Task brief
Please set down, exactly, the line with "Query: partially visible cow at edge" and all lines that follow it through the end of the records below.

Natural language region descriptions
= = = = =

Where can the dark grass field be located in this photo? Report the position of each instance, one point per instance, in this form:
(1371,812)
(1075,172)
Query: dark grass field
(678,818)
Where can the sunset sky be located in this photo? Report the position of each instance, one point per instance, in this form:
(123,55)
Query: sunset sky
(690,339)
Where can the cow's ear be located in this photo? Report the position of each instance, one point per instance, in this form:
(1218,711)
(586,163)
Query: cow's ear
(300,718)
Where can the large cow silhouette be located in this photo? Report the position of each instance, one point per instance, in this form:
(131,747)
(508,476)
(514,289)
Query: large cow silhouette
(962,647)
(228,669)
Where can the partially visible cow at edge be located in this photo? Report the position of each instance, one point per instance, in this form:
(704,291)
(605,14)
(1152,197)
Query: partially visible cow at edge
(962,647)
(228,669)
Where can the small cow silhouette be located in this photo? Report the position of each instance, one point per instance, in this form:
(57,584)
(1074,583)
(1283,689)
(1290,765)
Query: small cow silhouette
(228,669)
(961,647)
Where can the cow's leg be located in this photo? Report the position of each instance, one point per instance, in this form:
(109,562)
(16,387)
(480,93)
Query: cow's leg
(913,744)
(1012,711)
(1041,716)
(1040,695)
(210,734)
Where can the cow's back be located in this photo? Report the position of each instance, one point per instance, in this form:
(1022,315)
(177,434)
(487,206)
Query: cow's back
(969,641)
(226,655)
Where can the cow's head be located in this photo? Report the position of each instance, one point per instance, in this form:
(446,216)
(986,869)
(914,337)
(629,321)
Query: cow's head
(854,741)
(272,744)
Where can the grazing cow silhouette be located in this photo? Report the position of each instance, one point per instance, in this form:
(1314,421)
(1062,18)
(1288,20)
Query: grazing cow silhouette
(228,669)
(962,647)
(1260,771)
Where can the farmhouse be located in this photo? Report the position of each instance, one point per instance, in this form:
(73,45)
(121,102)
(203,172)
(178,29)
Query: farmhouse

= = = = =

Answer box
Query: partially visible cow at edge
(962,647)
(228,669)
Where can the small cow silhouette be located in this photo? Report the position of each instance, one point per instance, in this form:
(57,584)
(1074,583)
(1283,689)
(1290,765)
Query: small cow silhouette
(228,669)
(961,647)
Where can the cow's leg be located in this photo? Report the position of each instance, one point per instance, in this form:
(109,562)
(16,387)
(480,93)
Query: cow's leg
(913,744)
(1012,711)
(1041,716)
(1040,695)
(210,734)
Where can the cow's back be located in this photo? Report the position of each instance, one point per instance, in this form:
(1022,315)
(177,434)
(487,206)
Query: cow's back
(969,641)
(226,655)
Where can the cow's head be located in this photo? Report the position of each instance, one point per instance, in this form:
(446,216)
(986,869)
(914,337)
(629,321)
Query: cow's head
(854,741)
(272,744)
Where can the grazing cow silhouette be located in this photo? Report the position of each instance, one point per instance, in this form:
(1314,421)
(1062,18)
(1288,20)
Query: grazing cow silhouette
(228,669)
(962,647)
(1260,771)
Where can the farmhouse be located in this photo? Report the position of each instance, one point per instance, in this form:
(73,45)
(121,102)
(203,172)
(178,29)
Query: farmhouse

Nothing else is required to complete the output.